==== Data provided ====
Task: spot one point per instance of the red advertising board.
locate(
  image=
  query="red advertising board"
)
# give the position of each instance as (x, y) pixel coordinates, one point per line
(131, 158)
====
(Activity):
Repeat the material word for word, leaving out no line.

(Solution to this exercise):
Task: spot one point per instance of the red advertising board.
locate(
  image=
  query="red advertising board"
)
# give the position of each instance as (x, y) pixel coordinates, one point per line
(131, 158)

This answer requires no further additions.